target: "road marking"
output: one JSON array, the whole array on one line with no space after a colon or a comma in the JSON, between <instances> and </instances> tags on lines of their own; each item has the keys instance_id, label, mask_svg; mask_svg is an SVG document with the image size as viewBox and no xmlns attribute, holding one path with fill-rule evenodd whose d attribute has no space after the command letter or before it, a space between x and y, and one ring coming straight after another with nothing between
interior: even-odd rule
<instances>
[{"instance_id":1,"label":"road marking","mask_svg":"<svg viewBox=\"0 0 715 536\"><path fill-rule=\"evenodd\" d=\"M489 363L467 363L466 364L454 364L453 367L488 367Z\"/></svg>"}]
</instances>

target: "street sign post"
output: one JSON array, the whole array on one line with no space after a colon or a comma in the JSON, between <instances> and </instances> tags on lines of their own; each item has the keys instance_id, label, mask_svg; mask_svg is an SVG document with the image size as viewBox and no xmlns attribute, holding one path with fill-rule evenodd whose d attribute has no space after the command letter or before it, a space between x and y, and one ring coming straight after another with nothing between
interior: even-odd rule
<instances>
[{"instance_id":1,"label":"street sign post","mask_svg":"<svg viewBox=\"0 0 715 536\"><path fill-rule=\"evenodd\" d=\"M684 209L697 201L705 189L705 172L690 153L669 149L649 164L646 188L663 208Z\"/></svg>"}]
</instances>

....

*REQUEST:*
Output all of the lines above again without changing anything.

*EXERCISE SOLUTION:*
target: "road marking"
output: one JSON array, the whole array on one line with no space after a colon or a comma in the JSON, between <instances> and </instances> tags on lines of their own; each item has the keys instance_id, label, mask_svg; mask_svg is an SVG document with the image size as viewBox and no xmlns attribute, holding one path with fill-rule evenodd whose d attribute has no space after the command letter or before it, a space between x and y, and one ring coming straight after another with nothing between
interior: even-odd rule
<instances>
[{"instance_id":1,"label":"road marking","mask_svg":"<svg viewBox=\"0 0 715 536\"><path fill-rule=\"evenodd\" d=\"M489 363L467 363L466 364L454 364L453 367L488 367Z\"/></svg>"}]
</instances>

target: "street sign post"
output: one JSON array, the whole array on one line with no space after a colon or a comma in the JSON, between <instances> and </instances> tags on lines of their own; each item has the keys instance_id, label, mask_svg; mask_svg is an SVG document with the image size as viewBox and no xmlns attribute, holding one path with fill-rule evenodd whose d attribute has no space after the command letter or before it, a space between x and y, and one ring coming straight after another with nothing between
interior: even-odd rule
<instances>
[{"instance_id":1,"label":"street sign post","mask_svg":"<svg viewBox=\"0 0 715 536\"><path fill-rule=\"evenodd\" d=\"M684 209L697 201L705 189L705 172L690 153L669 149L649 164L646 188L663 208Z\"/></svg>"}]
</instances>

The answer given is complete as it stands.